◆ Required tasks
a: According to the access control overview, what is the benefit of organizing users into groups?
b: Pull out every line of the rows that contains the string "cross".

◆ Text to read
Access control overview

Alpacon’s IAM (Identity and Access Management) allows administrators to centrally manage access control for resources registered in a workspace. Control who has access to which resources and manage collaboration through role-based permissions.

What is IAM?

IAM provides a unified system for managing user identities, roles, and access permissions across your entire infrastructure. Whether you’re managing cloud servers, on-premise machines, or hybrid environments, IAM ensures consistent access control.

Key benefits:

  • Centralized user and group management
  • Role-based access control (RBAC)
  • Granular permissions for servers and resources
  • Audit trails for security compliance

Core components

Users

Manage individual users who have access to workspace resources. Each user receives permissions through assigned roles or groups.

User roles:

  • User: Access assigned servers, edit own profile
  • Staff: Manage users/groups, some workspace settings
  • Superuser: All permissions, full workspace control

What you can do:

Groups

Organize users into groups based on shared responsibilities or access levels. Groups make it easy to manage permissions for multiple users at once.

Group features:

  • Group-based server access control
  • Multiple group membership per user
  • Role hierarchy within groups (Owner, Admin, Member)

What you can do:

Permissions

Control access to servers and features through a two-level permission model:

  1. Workspace-level roles: User, Staff, Superuser
  2. Server-level access: Group-based assignments

Learn more: Set permissions

API tokens

Create API tokens for programmatic access to Alpacon API without user passwords.

◆ Records for this task
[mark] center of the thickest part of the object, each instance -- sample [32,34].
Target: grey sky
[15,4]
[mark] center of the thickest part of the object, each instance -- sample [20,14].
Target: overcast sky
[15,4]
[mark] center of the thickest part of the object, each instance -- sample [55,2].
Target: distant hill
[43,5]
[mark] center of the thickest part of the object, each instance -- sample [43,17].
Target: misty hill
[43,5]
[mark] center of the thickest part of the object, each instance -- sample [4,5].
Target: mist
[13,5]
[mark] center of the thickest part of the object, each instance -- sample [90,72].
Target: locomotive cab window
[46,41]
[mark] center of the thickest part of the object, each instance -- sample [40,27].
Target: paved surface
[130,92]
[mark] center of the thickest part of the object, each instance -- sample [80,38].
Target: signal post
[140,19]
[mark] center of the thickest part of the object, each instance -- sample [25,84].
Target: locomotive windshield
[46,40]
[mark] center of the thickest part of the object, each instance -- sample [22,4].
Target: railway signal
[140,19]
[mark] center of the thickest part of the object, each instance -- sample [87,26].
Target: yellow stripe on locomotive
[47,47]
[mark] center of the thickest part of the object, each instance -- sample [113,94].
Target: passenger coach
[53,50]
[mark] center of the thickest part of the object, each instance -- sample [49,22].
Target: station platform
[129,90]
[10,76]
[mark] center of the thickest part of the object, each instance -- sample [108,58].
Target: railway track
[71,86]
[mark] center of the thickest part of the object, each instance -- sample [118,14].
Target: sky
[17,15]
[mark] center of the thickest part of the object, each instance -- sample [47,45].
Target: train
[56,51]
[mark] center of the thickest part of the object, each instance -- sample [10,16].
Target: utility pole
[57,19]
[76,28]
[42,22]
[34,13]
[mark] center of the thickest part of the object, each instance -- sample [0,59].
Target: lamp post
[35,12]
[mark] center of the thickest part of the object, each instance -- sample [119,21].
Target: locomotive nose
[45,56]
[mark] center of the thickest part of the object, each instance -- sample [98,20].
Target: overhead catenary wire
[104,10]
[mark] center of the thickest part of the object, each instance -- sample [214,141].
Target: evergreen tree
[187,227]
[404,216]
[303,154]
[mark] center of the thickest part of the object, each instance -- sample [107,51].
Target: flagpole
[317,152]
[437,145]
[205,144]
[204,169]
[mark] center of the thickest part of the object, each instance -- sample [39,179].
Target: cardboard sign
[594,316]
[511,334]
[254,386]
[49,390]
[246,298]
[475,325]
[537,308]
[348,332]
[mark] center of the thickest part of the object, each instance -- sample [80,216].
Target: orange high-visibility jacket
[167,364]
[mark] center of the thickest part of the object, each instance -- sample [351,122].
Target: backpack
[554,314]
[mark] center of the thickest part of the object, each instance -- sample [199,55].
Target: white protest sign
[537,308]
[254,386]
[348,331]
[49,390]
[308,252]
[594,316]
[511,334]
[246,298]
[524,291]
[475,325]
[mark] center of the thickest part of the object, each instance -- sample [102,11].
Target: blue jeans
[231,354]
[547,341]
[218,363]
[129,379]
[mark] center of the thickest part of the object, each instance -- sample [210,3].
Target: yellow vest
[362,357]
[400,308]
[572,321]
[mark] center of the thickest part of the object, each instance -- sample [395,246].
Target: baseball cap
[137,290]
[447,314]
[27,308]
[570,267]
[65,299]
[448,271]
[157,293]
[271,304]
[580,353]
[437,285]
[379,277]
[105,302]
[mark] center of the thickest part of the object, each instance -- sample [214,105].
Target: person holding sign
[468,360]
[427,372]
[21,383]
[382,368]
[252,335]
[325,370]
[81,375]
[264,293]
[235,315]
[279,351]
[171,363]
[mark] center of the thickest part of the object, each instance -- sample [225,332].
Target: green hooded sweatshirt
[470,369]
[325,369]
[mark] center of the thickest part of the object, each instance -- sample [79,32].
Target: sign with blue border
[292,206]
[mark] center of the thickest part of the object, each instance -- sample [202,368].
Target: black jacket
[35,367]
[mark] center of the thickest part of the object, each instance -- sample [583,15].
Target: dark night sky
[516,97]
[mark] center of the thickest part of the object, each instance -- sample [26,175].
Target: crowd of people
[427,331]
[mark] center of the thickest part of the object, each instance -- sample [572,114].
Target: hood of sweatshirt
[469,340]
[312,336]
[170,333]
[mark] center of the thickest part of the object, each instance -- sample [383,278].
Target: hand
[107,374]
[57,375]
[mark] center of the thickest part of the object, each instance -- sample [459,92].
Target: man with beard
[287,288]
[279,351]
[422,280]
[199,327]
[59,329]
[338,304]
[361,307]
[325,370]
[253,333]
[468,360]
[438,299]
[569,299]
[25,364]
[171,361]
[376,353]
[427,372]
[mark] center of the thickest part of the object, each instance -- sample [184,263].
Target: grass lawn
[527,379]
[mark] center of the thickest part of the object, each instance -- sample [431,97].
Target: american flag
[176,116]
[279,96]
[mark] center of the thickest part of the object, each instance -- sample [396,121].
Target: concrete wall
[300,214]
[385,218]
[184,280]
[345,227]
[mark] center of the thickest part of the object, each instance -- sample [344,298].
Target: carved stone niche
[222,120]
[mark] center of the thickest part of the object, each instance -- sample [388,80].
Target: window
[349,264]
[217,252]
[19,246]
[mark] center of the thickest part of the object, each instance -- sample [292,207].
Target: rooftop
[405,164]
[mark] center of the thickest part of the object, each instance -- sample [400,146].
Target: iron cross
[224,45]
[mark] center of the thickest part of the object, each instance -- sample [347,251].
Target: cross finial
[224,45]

◆ Answers below
a: Groups make it easy to manage permissions for many users at once. Users are grouped by shared responsibilities or access levels.

b:
Target: iron cross
Target: cross finial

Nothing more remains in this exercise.